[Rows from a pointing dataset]
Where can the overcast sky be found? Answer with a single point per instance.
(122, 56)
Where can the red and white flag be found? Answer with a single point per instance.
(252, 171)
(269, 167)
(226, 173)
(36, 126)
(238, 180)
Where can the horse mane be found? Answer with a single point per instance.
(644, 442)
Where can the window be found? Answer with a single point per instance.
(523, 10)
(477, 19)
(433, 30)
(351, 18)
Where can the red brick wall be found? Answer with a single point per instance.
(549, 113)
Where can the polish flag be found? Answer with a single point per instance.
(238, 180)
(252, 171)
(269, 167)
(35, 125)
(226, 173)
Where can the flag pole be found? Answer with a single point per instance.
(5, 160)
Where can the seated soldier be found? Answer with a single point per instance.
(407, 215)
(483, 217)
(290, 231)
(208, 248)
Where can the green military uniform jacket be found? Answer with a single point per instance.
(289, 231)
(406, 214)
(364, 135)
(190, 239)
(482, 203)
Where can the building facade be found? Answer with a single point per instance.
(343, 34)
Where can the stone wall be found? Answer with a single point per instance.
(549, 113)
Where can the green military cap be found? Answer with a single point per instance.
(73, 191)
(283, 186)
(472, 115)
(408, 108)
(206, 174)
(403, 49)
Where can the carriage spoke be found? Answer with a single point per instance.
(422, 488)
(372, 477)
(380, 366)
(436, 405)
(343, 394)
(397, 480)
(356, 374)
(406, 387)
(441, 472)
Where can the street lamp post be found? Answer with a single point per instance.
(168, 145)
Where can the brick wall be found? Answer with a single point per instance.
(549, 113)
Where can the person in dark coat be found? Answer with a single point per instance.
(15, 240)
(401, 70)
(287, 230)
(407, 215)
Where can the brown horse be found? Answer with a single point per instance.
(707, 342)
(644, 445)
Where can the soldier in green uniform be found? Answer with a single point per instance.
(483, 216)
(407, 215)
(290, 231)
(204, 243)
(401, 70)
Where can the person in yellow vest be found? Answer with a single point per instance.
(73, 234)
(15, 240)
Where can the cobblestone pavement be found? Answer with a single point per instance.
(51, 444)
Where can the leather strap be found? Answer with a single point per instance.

» TASK STATEMENT
Copy word for word every line from the one containing "Where can the person in yellow" through the final line above, including both.

» THE ANSWER
Where can the person in yellow vest be found? Answer with a single point per instance.
(73, 234)
(15, 240)
Where can the cobblestone pavement be found? Answer with a single point per instance.
(51, 444)
Where can the leather strap be found? Answer with a single point per instance.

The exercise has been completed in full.